Quote all of the data that follows exactly as written, skipping the images.

• _Supplied entries_
.....

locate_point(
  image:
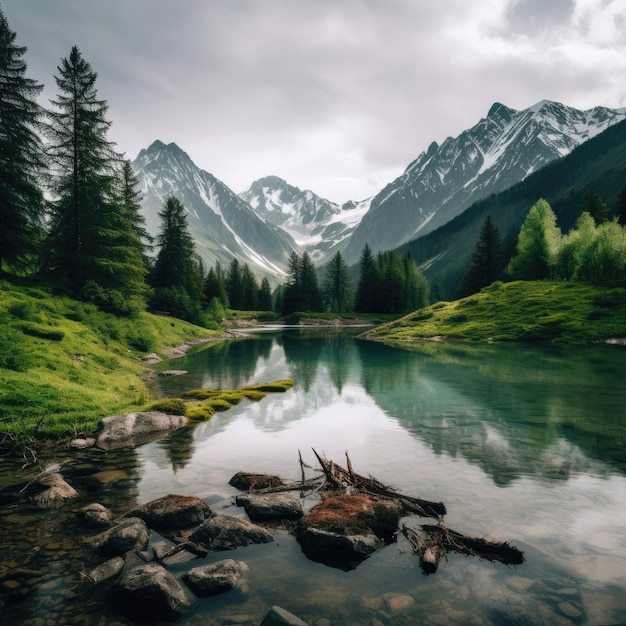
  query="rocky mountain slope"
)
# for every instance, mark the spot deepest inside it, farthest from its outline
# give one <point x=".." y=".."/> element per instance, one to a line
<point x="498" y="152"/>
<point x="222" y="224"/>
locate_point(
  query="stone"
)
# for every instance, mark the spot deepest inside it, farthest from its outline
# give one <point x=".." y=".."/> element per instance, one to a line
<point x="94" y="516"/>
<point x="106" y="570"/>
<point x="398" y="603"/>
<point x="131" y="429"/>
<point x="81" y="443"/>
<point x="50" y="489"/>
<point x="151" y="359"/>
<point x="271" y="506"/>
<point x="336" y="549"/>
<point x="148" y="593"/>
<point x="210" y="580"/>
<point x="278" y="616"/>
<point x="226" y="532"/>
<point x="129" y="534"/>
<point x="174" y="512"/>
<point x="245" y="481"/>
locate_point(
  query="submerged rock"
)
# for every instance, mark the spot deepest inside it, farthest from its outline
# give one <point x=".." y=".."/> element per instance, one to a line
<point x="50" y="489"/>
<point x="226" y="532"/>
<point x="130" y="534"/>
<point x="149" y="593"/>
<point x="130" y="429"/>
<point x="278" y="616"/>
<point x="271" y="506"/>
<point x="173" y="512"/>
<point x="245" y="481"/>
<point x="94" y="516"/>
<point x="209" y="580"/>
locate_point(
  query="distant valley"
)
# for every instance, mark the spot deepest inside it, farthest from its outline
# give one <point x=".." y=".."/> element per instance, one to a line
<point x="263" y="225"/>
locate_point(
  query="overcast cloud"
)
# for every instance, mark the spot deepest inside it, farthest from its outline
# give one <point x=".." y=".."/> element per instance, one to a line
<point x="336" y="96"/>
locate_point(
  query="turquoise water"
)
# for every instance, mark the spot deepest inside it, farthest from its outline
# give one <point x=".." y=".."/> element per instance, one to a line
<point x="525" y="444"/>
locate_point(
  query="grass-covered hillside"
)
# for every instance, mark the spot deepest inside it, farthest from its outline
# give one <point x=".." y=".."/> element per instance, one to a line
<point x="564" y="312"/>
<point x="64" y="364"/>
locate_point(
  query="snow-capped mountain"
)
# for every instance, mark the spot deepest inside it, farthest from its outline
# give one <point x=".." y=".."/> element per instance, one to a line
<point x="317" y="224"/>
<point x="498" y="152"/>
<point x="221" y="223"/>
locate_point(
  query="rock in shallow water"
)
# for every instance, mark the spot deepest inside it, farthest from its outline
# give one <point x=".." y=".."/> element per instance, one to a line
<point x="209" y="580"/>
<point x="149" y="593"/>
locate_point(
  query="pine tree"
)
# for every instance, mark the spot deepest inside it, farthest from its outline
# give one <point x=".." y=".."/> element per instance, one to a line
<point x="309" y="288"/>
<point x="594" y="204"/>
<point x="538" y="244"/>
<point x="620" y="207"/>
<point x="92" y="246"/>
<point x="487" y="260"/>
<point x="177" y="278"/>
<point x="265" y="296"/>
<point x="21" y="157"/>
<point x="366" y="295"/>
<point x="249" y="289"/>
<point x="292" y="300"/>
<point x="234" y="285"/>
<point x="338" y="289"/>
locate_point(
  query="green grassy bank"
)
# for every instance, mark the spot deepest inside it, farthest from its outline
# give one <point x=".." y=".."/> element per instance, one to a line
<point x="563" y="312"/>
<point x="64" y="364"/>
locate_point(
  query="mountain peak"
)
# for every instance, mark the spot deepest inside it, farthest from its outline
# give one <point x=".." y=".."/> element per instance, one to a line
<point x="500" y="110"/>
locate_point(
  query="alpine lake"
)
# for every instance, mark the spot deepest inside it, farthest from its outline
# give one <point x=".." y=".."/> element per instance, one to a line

.....

• _Result below_
locate_point(
  image:
  query="rocky mountain slope"
)
# for every instance, mark the spot deepest inside it, farthest from its outline
# give one <point x=".." y=".."/> element per instance, one to a line
<point x="498" y="152"/>
<point x="222" y="224"/>
locate_point(
  query="stone"
)
# for every instance, mark the spot deepest inside it, farthest from its outline
# give one <point x=".." y=".."/> element per instance, one to a line
<point x="94" y="516"/>
<point x="106" y="570"/>
<point x="398" y="603"/>
<point x="131" y="429"/>
<point x="81" y="443"/>
<point x="50" y="489"/>
<point x="151" y="359"/>
<point x="271" y="506"/>
<point x="336" y="549"/>
<point x="148" y="593"/>
<point x="210" y="580"/>
<point x="278" y="616"/>
<point x="226" y="532"/>
<point x="129" y="534"/>
<point x="174" y="512"/>
<point x="245" y="481"/>
locate_point(
  query="submerged rock"
)
# for every instance, mark the spot deepest inside it, farthest from its outline
# give one <point x=".." y=".."/> element per instance, one to a line
<point x="50" y="489"/>
<point x="226" y="532"/>
<point x="130" y="534"/>
<point x="149" y="593"/>
<point x="130" y="429"/>
<point x="278" y="616"/>
<point x="271" y="506"/>
<point x="173" y="512"/>
<point x="245" y="481"/>
<point x="94" y="516"/>
<point x="209" y="580"/>
locate_point(
  query="distant valley"
)
# for every instance, mark the spot deepest inside it, farthest from its outline
# give one <point x=".." y=".."/> element per instance, one to a line
<point x="263" y="225"/>
locate_point(
  query="overcast cloud"
)
# for every instance, mark the spot deepest inside it, farthest from its outline
# give one <point x=".." y=".."/> element per instance, one to a line
<point x="336" y="96"/>
locate_point(
  query="turquoise water"
)
# for every instance, mark the spot deepest inside it, farthest from its outline
# give one <point x=".." y=".."/> element per instance, one to a line
<point x="525" y="444"/>
locate_point(
  query="grass-covered hillside"
)
# for every instance, mark the spot deepest inside it, farthest from its outline
# give one <point x=".." y=".."/> element per instance, one to a line
<point x="564" y="312"/>
<point x="64" y="364"/>
locate_point(
  query="snow-capped mountain"
)
# for every instance, mark the spot deepest inside it, farthest from its outline
# give one <point x=".." y=".."/> element per instance, one to a line
<point x="317" y="224"/>
<point x="498" y="152"/>
<point x="221" y="223"/>
locate_point(
  query="rock in shallow water"
)
# for every instance, mark the spot deepest inside it, farthest from its outline
# give one <point x=".." y=".."/> element per instance, one to a line
<point x="209" y="580"/>
<point x="149" y="593"/>
locate_point(
  query="pine tree"
)
# for every instance, mark the spot deepest inside it, farthest from its outline
# give one <point x=".." y=".."/> element per instance, one to a line
<point x="309" y="288"/>
<point x="594" y="204"/>
<point x="538" y="244"/>
<point x="620" y="207"/>
<point x="92" y="246"/>
<point x="487" y="260"/>
<point x="177" y="278"/>
<point x="265" y="296"/>
<point x="21" y="157"/>
<point x="366" y="295"/>
<point x="249" y="289"/>
<point x="292" y="300"/>
<point x="234" y="285"/>
<point x="338" y="289"/>
locate_point(
  query="green grassy bank"
)
# for every instance, mark the spot deepest inside it, farthest from its outline
# give one <point x=".." y=".."/> element per instance, one to a line
<point x="563" y="312"/>
<point x="64" y="364"/>
locate_point(
  query="mountain peak"
)
# for every instance, mark the spot deepest inside it, farthest from its outline
# give one <point x=".." y=".."/> element per instance, one to a line
<point x="500" y="110"/>
locate_point(
  query="alpine lake"
)
# for every instance, mark the spot deepest inside it, farthest from its outline
# give one <point x=".." y=".."/> element per instance, one to a line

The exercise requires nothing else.